[Items from a labeling collection]
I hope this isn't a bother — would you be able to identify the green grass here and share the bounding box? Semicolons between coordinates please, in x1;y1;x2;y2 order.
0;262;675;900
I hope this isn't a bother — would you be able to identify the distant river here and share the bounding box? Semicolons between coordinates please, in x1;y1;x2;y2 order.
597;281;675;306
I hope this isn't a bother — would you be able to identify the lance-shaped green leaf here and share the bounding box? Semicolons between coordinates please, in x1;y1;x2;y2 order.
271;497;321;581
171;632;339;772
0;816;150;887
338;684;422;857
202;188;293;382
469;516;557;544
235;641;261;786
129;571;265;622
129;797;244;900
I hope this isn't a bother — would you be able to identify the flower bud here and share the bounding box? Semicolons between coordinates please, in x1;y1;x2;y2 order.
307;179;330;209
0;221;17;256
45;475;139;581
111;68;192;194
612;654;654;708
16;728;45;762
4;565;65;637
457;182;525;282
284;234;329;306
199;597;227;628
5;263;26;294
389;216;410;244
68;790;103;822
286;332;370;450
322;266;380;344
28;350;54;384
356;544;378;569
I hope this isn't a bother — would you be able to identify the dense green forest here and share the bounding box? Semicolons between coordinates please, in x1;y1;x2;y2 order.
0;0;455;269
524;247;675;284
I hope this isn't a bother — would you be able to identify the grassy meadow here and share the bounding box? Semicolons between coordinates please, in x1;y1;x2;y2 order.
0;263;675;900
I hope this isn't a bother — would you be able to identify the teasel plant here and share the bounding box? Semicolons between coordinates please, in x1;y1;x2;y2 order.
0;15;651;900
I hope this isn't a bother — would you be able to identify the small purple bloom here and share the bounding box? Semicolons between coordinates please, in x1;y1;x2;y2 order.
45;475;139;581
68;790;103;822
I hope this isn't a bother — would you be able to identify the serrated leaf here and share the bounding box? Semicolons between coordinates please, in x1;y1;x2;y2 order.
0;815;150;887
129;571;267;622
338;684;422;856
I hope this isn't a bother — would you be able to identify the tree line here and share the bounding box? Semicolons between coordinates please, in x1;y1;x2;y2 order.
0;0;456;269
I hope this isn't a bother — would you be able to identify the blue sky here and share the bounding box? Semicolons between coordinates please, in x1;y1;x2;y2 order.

AIM OF THE EXERCISE: Return every line in the material above that contains the word "leaf".

OUTPUT FOR THIS TASK:
I hope this isn't a bother — would you be able to identify the lance-shaped green leaf here and share the bounding box? Semicolons between coordinates please, in x1;y1;x2;y2 order.
I hope this isn't a bother — would you be able to identify the serrated leaf here and share the bounding box? Semicolons between coordinates please, in x1;y1;x2;y2 order.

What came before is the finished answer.